**SET PROBLEM**
According to the company profile, in what month and year was Argomall.com founded?

**DOCUMENT PASSAGE**
>>>>>

Transnational eSolutions, Inc., also known as TeSI, is a Philippine-based e-Commerce Company. It is a member of the Transnational Diversified Group of Companies (TDG), an entity with over 30 member companies with business interests which include Air and Travel, Shipping and Ship Management, Logistics, BPO, and ICT.

TeSI focuses on building e-commerce platforms for businesses and consumers. tripmoba.com is its first project in the Philippine market followed by Argomall.com

tripmoba.com 

Tripmoba.com is the first Filipino online travel site focused in traveling to, from, or within the Philippines. It allows customers to book flights and hotels, access air fares, purchase travel packages, and share trips online.

The name tripmoba is a three-word phrase with Filipino origin. Literally translated, “Trip mo ba?” means “Do you like this?” or “Is this your trip?” According to the Chief Information Officer of TDG, Zaki Delgado, the basis behind calling it “tripmoba,” is to preserve a distinct Filipino flavor but still be identifiable to the international market.

argomall.com 
argomall.com is a Filipino-owned online retailer selling smartphones and other related electronic products in the Philippines. This e-commerce platform also doubles as a comparison site for all available smartphones in the said country.

Argomall.com was founded in November 2015 under the Transnational Diversified Group of Companies. In the following year, Home Credit partnered with Argomall.com which made complete online installment application possible for its customers. Home Credit is a non-bank financial institution that originated in Czech Republic. Moving forward, Argomall.com started accepting cryptocurrencies in 2019 as payment in addition to cash-on-delivery and credit card payment options.

In a report published by the iPrice Group in the second quarter of 2018, foreign players dominate the Philippine e-commerce. The only local player that accelerated is Argomall.com which became the top four most visited e-commerce site in the Philippines in the first quarter of 2019.

References 
Status Magazine Click around the world, Fly away with tripmoba, September 2, 2013.
Balikabayan Magazine Philippine Travel Made Easy as tripmoba.com Launches as First Filipino Online Travel Site, September 12, 2013.
Circuit Magazine Travelling Made Easy, September 15, 2013.
Asian Journal Philippine Travel Made Easy as tripmoba.com Launches as First Filipino Online Travel Site, September 12, 2013.
Inquirer.net Philippine Website Launches Focused Online Travel Engine, October 21, 2013.
TTG Asia New Philippine OTAs Gun for Airline Ticketing, October 22, 2013.

<<<<<

**LISTING**
>>>>>

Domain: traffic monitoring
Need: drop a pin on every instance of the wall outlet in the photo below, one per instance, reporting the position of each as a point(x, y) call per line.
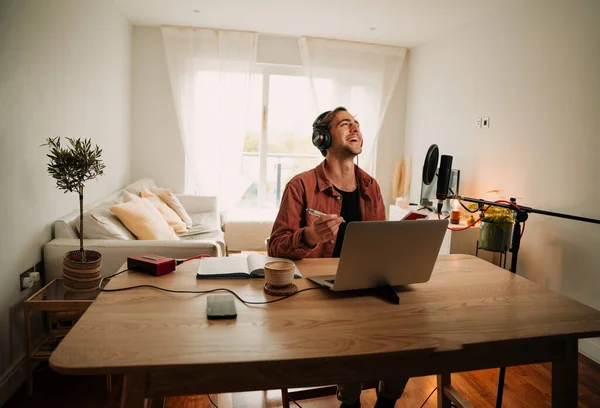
point(26, 281)
point(30, 277)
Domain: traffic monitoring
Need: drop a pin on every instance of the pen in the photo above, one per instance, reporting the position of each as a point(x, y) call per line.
point(317, 213)
point(314, 212)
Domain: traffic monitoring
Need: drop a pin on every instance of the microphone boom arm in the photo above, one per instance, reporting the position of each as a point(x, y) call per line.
point(520, 215)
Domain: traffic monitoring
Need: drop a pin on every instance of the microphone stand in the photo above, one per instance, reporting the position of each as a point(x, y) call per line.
point(520, 215)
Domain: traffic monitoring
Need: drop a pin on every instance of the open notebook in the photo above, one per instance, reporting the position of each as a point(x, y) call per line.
point(236, 267)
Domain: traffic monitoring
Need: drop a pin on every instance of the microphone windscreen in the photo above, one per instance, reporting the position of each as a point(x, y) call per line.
point(444, 177)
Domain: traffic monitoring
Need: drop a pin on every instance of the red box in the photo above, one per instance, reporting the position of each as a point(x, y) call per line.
point(151, 264)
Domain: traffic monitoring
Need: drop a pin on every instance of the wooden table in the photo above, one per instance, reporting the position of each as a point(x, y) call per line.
point(471, 315)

<<<<<

**OUTPUT**
November 2015